TASKS TO COMPLETE:
[1] According to the etl4py project description, which Python versions can the library be used with?
[2] In the etl4py project description, list every name defined directly under the code comment "Define your building blocks".
--- START OF DOCUMENT ---
Skip to main content

Beautiful, typesafe dataflows that scale from laptop to thousands of cores

Project description

etl4py

Powerful, whiteboard-style ETL

A lightweight, zero-dependency library for writing beautiful ✨🍰, type-safe data flows in Python 3.7+:

from etl4py import *

# Define your building blocks
five_extract: Extract[None, int]  = Extract(lambda _: 5)
double:       Transform[int, int] = Transform(lambda x: x * 2)
add_10:       Transform[int, int] = Transform(lambda x: x + 10)

attempts = 0
def risky_transform(x: int) -> int:
   global attempts; attempts += 1
   if attempts <= 2: raise RuntimeError(f"Failed {attempts}")
   return x

# Compose nodes with `|`
double_then_add_10: Transform[int, int] = double | add_10

# Add retries/failure handling
risky_node:   Transform[int, int] = Transform(risky_transform)\
                                    .with_retry(RetryConfig(max_attempts=3, delay_ms=100))
--- END OF DOCUMENT ---
--- START OF PROVIDED DATA ---
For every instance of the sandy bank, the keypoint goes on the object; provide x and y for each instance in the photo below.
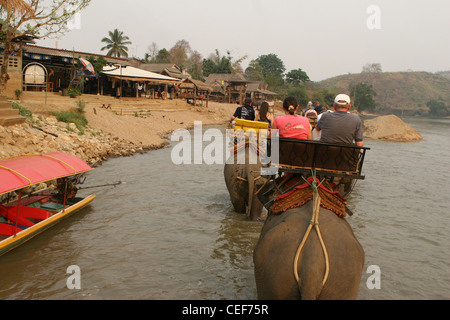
(130, 126)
--- END OF PROVIDED DATA ---
RESULTS FOR EACH TASK:
[1] Python 3.7 and later (3.7+).

[2] five_extract, double, add_10